■ **Passage shown**:
START

By Jonathan Corbet
May 14, 2013
One of the kernel's core functions is the management of caching; by
maintaining caches at various levels, the kernel is able to improve
performance significantly. But caches cannot be allowed to grow without
bound or they will eventually consume all of memory. The kernel's answer
to this problem is the "shrinker" interface, a mechanism by which the
memory management subsystem can request that cached items be discarded and
their memory freed for other uses. One of the recurring topics at the
2013 Linux Storage, Filesystem, and Memory
Management Summit was the need to improve the shrinker interface. The
proposed replacement is out for review, so
it seems like time for a closer look.
A new shrinker API
In current kernels, a cache would implement a shrinker function that
adheres to this interface:
#include <linux/shrinker.h>
struct shrink_control {
gfp_t gfp_mask;
unsigned long nr_to_scan;
};
int (*shrink)(struct shrinker *s, struct shrink_control *sc);
The shrink() function is packaged up inside a shrinker
structure (along with some ancillary information); the whole thing is then
registered with a call to register_shrinker().

END

■ **Given exercise 1**:
Answer these questions about the shrinker article:
(a) What is the kernel's answer to the problem of caches growing without bound?
(b) At which event was improving the shrinker interface a recurring topic?
(c) Which call registers the shrinker structure?

[Dataset rows]
START

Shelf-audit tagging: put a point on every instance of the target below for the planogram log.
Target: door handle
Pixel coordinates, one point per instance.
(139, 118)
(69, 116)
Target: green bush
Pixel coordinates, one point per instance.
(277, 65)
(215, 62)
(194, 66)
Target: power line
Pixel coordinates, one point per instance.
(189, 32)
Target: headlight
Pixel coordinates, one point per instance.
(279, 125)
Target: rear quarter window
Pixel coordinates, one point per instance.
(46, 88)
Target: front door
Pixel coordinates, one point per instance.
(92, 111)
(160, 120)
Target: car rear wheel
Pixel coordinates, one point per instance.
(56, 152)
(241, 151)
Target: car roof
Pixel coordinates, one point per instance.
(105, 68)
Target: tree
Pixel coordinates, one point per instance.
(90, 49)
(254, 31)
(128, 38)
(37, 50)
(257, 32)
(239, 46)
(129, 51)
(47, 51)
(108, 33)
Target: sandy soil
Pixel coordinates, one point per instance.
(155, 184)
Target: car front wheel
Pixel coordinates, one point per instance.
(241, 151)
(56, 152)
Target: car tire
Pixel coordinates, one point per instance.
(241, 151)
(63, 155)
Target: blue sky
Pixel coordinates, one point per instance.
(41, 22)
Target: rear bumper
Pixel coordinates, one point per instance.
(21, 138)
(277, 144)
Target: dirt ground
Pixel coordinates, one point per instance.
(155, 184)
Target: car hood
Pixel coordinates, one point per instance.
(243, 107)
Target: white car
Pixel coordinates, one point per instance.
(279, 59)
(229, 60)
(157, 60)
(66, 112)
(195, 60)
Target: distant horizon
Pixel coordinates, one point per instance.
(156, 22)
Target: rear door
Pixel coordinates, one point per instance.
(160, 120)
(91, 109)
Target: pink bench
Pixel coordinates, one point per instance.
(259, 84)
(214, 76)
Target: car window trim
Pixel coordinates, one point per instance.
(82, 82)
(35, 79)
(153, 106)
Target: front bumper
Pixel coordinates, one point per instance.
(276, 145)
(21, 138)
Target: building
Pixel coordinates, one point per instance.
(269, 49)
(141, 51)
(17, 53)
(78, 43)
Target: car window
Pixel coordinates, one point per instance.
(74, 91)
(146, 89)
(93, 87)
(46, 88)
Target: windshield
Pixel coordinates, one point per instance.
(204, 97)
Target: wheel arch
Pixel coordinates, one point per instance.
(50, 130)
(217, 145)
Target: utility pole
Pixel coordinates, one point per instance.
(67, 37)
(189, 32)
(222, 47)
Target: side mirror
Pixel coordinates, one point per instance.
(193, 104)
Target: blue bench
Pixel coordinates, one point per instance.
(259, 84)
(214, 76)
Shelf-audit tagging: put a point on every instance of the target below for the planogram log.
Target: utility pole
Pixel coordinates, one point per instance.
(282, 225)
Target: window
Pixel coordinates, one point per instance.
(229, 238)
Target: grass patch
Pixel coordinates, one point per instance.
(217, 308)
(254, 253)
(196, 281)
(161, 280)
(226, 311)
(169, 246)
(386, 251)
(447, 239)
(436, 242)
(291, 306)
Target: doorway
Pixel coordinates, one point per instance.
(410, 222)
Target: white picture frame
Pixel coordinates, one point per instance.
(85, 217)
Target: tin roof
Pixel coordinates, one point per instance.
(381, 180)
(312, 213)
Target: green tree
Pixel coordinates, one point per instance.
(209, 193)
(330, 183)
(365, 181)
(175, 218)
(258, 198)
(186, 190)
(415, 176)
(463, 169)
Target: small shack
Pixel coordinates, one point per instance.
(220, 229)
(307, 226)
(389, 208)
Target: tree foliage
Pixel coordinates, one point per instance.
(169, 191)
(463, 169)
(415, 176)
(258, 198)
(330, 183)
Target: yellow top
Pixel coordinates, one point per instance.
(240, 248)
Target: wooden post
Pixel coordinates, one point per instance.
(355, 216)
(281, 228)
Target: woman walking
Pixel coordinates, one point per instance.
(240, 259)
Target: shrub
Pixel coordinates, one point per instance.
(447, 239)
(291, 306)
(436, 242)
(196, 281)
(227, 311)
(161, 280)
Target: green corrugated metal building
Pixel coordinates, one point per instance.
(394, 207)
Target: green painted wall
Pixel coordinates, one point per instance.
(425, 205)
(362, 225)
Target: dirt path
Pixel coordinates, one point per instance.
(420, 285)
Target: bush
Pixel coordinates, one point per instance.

END

■ **Given exercise 2**: In the listing, edit the part that opens with the line containing "Target: white picture frame" and runs through the end of the listing, replacing "one point per instance" with "one point per occurrence" and keeping everything else the same. Return only those lines.

■ **Full output 1**:
(a) The "shrinker" interface.
(b) The 2013 Linux Storage, Filesystem, and Memory Management Summit.
(c) register_shrinker().

■ **Full output 2**:
Target: white picture frame
Pixel coordinates, one point per occurrence.
(85, 217)
Target: tin roof
Pixel coordinates, one point per occurrence.
(381, 180)
(312, 213)
Target: green tree
Pixel coordinates, one point per occurrence.
(209, 193)
(330, 183)
(365, 181)
(175, 218)
(258, 198)
(186, 190)
(415, 176)
(463, 169)
Target: small shack
Pixel coordinates, one point per occurrence.
(220, 229)
(307, 226)
(389, 208)
Target: tree foliage
Pixel coordinates, one point per occurrence.
(169, 191)
(463, 169)
(415, 176)
(258, 198)
(330, 183)
Target: yellow top
Pixel coordinates, one point per occurrence.
(240, 248)
Target: wooden post
Pixel coordinates, one point per occurrence.
(355, 216)
(281, 228)
Target: woman walking
Pixel coordinates, one point per occurrence.
(240, 259)
Target: shrub
Pixel coordinates, one point per occurrence.
(447, 239)
(291, 306)
(436, 242)
(196, 281)
(227, 311)
(161, 280)
Target: green corrugated metal building
Pixel coordinates, one point per occurrence.
(394, 207)
Target: green painted wall
Pixel coordinates, one point per occurrence.
(425, 205)
(362, 225)
Target: dirt path
Pixel coordinates, one point per occurrence.
(420, 285)
Target: bush
Pixel coordinates, one point per occurrence.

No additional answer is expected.